(Exercise requirements): Rewrite the data as a numbered list, starting with the line that contains "For every instance of the railroad" and continuing through the last line of the data. Leave out any blank lines.

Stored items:
══════════
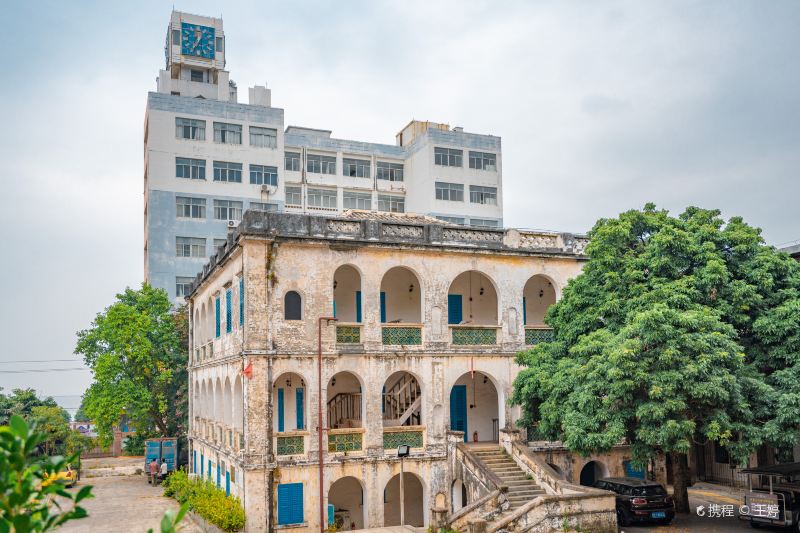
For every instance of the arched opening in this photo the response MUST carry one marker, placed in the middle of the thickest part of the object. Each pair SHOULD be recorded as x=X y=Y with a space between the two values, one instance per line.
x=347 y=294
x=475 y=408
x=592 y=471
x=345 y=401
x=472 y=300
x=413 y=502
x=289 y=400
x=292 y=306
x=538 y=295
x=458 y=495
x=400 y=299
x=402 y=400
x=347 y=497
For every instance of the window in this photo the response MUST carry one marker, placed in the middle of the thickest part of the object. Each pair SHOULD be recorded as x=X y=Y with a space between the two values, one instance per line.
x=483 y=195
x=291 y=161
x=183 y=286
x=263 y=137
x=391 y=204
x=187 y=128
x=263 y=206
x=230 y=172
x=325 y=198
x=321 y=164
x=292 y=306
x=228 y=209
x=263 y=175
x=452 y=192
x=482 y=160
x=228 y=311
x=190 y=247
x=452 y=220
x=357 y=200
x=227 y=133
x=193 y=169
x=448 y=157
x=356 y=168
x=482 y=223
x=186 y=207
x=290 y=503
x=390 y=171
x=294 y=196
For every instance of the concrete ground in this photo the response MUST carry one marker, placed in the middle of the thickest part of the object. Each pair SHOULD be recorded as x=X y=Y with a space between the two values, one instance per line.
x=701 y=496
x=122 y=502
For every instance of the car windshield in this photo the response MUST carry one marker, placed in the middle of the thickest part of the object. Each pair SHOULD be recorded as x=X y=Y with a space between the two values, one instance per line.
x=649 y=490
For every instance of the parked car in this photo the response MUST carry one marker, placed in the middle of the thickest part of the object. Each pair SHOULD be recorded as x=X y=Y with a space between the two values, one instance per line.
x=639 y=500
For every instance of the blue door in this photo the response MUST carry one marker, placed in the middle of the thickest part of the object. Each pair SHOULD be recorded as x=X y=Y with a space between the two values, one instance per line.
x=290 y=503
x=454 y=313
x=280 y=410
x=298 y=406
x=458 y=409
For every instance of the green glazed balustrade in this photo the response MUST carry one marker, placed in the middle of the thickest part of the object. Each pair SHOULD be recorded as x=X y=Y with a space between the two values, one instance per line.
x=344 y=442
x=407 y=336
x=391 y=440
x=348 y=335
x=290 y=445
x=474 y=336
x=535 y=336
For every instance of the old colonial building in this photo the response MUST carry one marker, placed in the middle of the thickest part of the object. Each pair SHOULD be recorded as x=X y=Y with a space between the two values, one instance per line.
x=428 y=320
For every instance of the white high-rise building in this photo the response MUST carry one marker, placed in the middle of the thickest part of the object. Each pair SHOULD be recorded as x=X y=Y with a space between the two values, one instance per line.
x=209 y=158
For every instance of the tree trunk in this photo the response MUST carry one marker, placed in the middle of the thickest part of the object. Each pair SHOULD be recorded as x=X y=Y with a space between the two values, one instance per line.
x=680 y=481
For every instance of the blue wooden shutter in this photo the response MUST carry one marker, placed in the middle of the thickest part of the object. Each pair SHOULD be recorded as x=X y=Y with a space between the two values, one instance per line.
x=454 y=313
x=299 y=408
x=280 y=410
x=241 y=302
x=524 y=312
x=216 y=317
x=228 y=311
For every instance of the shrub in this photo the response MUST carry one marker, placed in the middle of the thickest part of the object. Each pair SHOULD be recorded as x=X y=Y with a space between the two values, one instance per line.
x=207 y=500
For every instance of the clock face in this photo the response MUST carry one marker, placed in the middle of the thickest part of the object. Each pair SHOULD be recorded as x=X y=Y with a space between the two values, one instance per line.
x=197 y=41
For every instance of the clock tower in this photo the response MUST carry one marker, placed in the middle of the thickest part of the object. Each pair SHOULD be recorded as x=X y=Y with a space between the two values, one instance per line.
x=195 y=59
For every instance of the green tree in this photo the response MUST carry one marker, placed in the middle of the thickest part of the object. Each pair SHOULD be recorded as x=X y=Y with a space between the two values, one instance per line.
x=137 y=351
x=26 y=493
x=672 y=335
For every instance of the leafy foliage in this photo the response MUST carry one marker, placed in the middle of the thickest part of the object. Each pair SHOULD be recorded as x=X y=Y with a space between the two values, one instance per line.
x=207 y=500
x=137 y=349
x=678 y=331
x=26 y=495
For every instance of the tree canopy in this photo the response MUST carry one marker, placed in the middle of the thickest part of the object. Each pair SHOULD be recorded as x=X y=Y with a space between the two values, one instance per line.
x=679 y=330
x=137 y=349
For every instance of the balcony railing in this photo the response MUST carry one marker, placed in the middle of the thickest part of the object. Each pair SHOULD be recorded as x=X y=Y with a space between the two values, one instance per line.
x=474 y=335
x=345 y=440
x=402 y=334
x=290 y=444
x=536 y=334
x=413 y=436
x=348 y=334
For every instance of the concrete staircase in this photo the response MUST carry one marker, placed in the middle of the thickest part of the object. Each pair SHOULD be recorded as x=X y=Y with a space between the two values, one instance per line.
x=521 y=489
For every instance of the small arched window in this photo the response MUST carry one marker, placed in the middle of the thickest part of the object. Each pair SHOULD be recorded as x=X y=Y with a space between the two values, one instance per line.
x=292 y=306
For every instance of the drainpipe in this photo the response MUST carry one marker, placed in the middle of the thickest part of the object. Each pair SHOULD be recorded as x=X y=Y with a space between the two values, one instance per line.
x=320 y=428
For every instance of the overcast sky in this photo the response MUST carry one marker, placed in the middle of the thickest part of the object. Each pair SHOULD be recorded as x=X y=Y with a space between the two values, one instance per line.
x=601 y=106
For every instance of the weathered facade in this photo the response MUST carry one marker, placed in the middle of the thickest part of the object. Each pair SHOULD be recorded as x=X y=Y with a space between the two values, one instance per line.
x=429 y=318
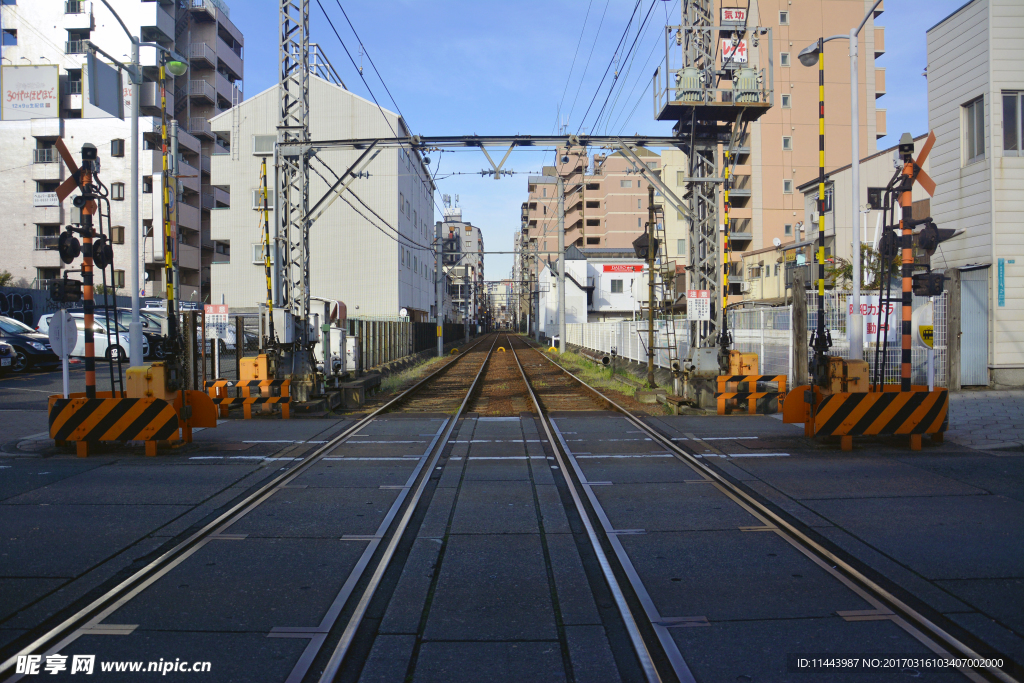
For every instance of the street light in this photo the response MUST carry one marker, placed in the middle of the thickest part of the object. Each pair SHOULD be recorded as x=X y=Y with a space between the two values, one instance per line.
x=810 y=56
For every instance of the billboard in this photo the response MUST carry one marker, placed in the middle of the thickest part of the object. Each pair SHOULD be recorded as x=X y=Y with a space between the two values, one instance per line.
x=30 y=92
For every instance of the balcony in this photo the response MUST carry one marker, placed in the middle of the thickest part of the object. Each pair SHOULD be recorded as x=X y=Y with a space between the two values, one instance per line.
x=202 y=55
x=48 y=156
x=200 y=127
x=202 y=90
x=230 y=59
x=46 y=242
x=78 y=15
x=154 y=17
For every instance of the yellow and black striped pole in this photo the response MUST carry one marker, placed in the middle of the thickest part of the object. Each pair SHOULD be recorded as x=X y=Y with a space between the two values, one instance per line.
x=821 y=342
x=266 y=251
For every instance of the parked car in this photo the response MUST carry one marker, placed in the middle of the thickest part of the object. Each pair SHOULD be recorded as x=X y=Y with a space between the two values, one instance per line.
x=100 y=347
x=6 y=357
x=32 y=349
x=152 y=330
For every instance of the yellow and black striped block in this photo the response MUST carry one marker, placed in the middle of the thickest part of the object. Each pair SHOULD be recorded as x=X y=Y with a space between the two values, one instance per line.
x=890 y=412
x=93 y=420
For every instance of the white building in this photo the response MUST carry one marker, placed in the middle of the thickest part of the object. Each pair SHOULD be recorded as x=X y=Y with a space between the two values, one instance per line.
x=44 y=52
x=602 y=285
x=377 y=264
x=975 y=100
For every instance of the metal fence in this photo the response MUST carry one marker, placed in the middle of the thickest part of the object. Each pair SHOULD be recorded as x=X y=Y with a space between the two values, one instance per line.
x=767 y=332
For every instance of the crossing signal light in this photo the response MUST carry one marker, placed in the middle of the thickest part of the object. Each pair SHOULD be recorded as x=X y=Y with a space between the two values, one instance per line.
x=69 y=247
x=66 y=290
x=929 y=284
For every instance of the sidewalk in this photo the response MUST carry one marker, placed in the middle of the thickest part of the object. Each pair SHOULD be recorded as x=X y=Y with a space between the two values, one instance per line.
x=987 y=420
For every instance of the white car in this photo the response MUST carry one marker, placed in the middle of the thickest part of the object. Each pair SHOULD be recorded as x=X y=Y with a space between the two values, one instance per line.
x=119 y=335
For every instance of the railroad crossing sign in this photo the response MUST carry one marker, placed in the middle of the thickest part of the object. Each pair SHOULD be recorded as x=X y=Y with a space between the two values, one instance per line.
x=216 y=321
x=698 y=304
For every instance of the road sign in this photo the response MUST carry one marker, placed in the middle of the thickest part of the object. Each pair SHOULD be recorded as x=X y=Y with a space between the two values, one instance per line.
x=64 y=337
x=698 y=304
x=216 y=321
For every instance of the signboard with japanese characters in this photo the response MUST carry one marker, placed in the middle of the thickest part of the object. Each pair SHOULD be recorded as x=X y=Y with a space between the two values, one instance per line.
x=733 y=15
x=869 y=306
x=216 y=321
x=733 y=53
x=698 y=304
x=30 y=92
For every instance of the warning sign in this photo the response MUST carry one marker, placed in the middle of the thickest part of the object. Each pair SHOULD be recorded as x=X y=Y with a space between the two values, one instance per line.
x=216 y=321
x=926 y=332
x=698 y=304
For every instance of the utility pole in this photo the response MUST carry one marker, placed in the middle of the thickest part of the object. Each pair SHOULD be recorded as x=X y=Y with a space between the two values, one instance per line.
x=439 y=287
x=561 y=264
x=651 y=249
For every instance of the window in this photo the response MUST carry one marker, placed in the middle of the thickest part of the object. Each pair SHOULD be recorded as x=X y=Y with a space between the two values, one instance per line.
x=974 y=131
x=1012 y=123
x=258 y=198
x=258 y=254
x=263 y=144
══════════
(Finished exercise):
1. For every instance of the railroad crossing sign in this photo the response MUST carry one marker, placed in the middle of the thickest part of the object. Each pair SHOULD be recorded as x=X y=Y with a space between the two values, one instance per line.
2. x=216 y=321
3. x=698 y=304
4. For every instance of the road sign in this photo the response MUST carry one marker, placed in the middle of the thickest part of the object. Each pair SHOULD be recorded as x=X y=Y with a space between the two values, one instance per line.
5. x=64 y=337
6. x=698 y=304
7. x=216 y=321
8. For every instance of the signboard with japanese characters in this photo the response MUST carry one marker, placed in the middle of the thickest part of the object. Each pair SHOULD be recorded as x=X y=Y with a space between the two values, one instance per line.
9. x=733 y=15
10. x=869 y=306
11. x=216 y=321
12. x=733 y=53
13. x=698 y=304
14. x=30 y=92
15. For every instance of the warning sign in this photo the response MUST carry one marker, placed in the middle of the thickest part of the object. Each pair SHOULD be recorded as x=X y=Y with a space between the two values, one instance per line.
16. x=216 y=321
17. x=926 y=332
18. x=698 y=304
19. For every instance of the utility pole in this photo the response MUST carry one marker, placed in the middle of the thickest part of the object. Each pair SHOULD be recorded as x=X y=Y with a space between the two values, one instance per line.
20. x=439 y=287
21. x=561 y=264
22. x=651 y=249
23. For every instance of the window in this photo the response MUST carry one marker, placed in the middle of the thickest part of the object. Each pair SHOULD be recorded as x=X y=Y with a space between the two values, one instance per line.
24. x=974 y=131
25. x=1012 y=123
26. x=258 y=198
27. x=258 y=254
28. x=263 y=144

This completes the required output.